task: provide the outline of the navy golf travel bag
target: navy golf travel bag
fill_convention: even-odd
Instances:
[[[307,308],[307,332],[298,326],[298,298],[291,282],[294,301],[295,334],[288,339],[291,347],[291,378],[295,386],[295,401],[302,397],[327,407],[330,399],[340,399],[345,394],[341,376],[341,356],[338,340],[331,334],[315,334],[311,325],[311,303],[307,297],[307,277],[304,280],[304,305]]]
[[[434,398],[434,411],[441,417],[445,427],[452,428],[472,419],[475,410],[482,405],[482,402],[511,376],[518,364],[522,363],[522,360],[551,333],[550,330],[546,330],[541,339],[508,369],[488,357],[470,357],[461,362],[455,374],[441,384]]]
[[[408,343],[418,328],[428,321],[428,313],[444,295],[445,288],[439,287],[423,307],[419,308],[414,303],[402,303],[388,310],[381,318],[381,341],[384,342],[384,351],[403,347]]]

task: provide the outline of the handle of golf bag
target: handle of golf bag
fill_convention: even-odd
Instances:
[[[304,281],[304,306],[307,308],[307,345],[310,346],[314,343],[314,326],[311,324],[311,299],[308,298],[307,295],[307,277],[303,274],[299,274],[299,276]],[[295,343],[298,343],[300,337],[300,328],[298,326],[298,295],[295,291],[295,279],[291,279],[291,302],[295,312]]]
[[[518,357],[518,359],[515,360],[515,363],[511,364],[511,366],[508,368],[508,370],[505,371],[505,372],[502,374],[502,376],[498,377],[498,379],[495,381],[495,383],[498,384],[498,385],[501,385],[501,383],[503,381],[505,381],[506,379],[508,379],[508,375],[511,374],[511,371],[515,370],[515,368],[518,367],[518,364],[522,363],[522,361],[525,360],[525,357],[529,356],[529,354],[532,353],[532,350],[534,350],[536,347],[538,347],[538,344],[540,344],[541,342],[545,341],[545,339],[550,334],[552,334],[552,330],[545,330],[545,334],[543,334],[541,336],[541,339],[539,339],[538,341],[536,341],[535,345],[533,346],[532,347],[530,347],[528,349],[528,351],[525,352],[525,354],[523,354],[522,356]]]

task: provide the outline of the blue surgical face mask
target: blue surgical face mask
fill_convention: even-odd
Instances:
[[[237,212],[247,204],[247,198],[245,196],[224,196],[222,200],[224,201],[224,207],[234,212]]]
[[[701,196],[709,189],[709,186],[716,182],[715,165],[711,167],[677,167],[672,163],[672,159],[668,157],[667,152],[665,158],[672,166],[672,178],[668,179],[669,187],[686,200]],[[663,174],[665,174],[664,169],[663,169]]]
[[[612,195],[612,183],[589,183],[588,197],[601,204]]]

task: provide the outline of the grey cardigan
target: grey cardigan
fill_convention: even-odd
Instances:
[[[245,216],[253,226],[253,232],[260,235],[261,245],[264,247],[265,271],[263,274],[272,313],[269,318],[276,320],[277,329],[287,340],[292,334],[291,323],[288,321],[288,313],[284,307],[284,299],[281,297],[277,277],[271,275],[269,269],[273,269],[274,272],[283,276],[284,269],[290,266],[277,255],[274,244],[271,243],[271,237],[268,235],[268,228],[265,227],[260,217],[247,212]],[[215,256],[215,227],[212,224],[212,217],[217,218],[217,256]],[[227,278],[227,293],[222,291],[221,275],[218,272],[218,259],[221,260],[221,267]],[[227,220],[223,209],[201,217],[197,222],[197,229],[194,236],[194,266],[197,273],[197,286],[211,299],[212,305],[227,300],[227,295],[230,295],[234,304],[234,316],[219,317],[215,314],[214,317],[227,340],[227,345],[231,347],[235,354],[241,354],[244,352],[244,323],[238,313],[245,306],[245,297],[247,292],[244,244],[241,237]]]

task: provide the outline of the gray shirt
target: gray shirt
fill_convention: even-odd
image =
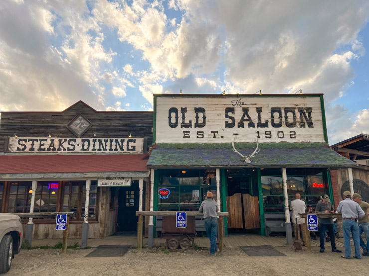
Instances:
[[[365,215],[360,205],[351,198],[341,201],[338,204],[337,212],[342,213],[343,218],[361,218]]]
[[[211,198],[205,199],[201,203],[200,208],[198,208],[199,212],[202,212],[204,213],[204,218],[208,217],[216,217],[216,214],[218,211],[218,204],[216,201],[212,200]]]
[[[323,201],[319,201],[318,202],[317,207],[315,208],[315,212],[325,213],[326,210],[328,211],[329,212],[334,211],[334,210],[333,210],[333,207],[332,207],[332,203],[331,203],[330,201],[328,201],[326,203],[323,203]],[[331,217],[320,217],[319,222],[323,223],[323,224],[333,224],[333,219]]]

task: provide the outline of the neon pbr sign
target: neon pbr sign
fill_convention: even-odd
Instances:
[[[158,191],[158,194],[159,195],[159,198],[165,199],[168,198],[171,194],[171,191],[166,188],[163,188]]]

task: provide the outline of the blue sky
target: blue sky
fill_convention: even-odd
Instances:
[[[369,1],[0,1],[0,111],[149,110],[154,93],[323,93],[369,133]]]

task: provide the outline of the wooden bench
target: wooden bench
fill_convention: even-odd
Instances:
[[[284,214],[264,214],[265,235],[268,237],[273,232],[286,232],[286,217]]]

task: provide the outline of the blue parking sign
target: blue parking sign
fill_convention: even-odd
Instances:
[[[308,215],[308,230],[318,231],[318,215]]]
[[[186,223],[185,212],[177,212],[176,213],[176,227],[178,228],[185,228]]]
[[[67,229],[67,214],[58,214],[56,215],[56,230],[65,230]]]

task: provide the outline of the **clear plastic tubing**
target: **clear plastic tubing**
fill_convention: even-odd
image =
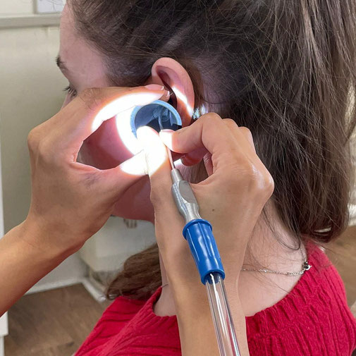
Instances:
[[[211,273],[207,277],[205,286],[220,355],[240,356],[223,279],[219,273]]]

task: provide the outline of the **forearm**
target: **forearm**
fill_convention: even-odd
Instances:
[[[242,356],[248,356],[245,319],[237,289],[226,284],[236,338]],[[183,356],[220,355],[205,286],[173,288]]]
[[[0,239],[0,316],[68,256],[31,243],[37,233],[23,223]]]

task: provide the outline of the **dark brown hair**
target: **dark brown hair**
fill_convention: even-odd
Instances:
[[[354,0],[70,4],[78,33],[102,54],[113,84],[140,85],[156,60],[171,57],[192,78],[196,116],[204,105],[251,130],[274,180],[271,199],[296,238],[326,243],[346,228],[356,123]],[[160,283],[156,244],[126,260],[108,295],[147,298]]]

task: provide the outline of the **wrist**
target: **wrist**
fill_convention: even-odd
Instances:
[[[63,239],[60,231],[44,223],[40,219],[26,219],[17,226],[23,243],[35,252],[41,253],[44,257],[50,259],[65,259],[77,252],[82,245],[78,243],[63,244],[68,241],[68,236]],[[75,241],[75,239],[73,239]]]

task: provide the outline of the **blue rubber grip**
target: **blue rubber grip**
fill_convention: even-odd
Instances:
[[[183,233],[189,243],[202,283],[205,284],[207,277],[211,272],[218,272],[225,278],[211,223],[203,219],[192,220],[185,225]]]

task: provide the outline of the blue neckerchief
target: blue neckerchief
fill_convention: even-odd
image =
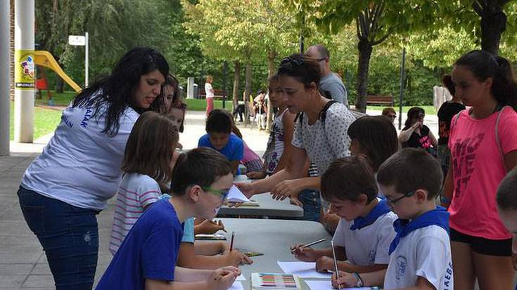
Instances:
[[[436,209],[424,213],[411,222],[409,220],[400,218],[393,222],[393,228],[397,235],[390,245],[390,255],[397,249],[400,239],[407,236],[407,234],[421,228],[433,225],[443,228],[449,234],[449,213],[445,208],[437,206]]]
[[[359,216],[354,220],[354,223],[350,225],[351,230],[361,230],[375,223],[379,216],[391,211],[385,199],[383,199],[370,211],[366,216]]]

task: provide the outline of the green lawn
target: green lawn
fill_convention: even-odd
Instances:
[[[61,111],[34,107],[34,140],[51,133],[61,120]],[[11,102],[10,140],[14,140],[14,102]]]
[[[54,105],[58,106],[68,106],[70,101],[73,100],[76,93],[75,91],[65,91],[63,93],[56,93],[54,91],[51,91],[52,95],[52,100],[54,101]],[[49,105],[49,100],[46,98],[46,91],[42,91],[42,98],[35,100],[36,105]]]
[[[404,113],[407,113],[407,111],[409,110],[409,109],[411,109],[413,107],[421,107],[422,109],[423,109],[424,111],[426,111],[426,114],[437,114],[436,109],[435,109],[435,107],[434,106],[403,106],[402,107],[402,112],[404,112]],[[368,110],[375,110],[382,111],[383,109],[384,109],[385,107],[383,107],[383,106],[368,106]],[[397,113],[399,112],[399,108],[400,108],[400,107],[395,106],[395,107],[393,107],[393,109],[395,109],[395,112],[397,112]]]
[[[205,111],[206,110],[206,100],[204,99],[184,99],[184,101],[186,103],[186,110],[189,111]],[[234,105],[231,103],[231,100],[226,100],[226,110],[231,112],[233,110]],[[222,100],[214,100],[214,108],[222,109]]]

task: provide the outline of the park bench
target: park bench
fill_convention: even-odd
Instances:
[[[205,91],[204,88],[199,90],[198,95],[200,99],[206,98],[206,92]],[[228,98],[228,92],[224,90],[214,89],[214,97],[216,99],[222,98],[223,95],[226,95],[226,98]]]
[[[393,106],[392,95],[368,95],[366,105],[389,105]]]

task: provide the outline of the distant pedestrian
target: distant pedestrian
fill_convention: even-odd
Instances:
[[[206,94],[206,117],[214,110],[214,88],[212,87],[212,83],[214,79],[212,76],[206,77],[206,82],[205,83],[205,93]]]
[[[348,107],[347,89],[343,80],[335,72],[331,70],[328,50],[321,44],[316,44],[309,48],[305,55],[314,58],[319,67],[321,79],[319,80],[318,89],[324,97],[339,102]]]

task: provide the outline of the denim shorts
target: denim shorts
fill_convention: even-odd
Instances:
[[[97,268],[98,211],[20,187],[20,206],[45,251],[56,289],[91,289]]]

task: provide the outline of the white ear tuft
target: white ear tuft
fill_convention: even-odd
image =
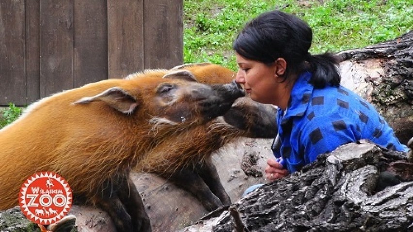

Tujuan latihan
Pilih setiap baris data di atas yang memuat kata "hair", lalu salin baris tersebut. Perbedaan huruf besar dan kecil harus diperhatikan.

Jawaban tertulis
task: provide the outline of the **dark brown hair**
target: **dark brown hair**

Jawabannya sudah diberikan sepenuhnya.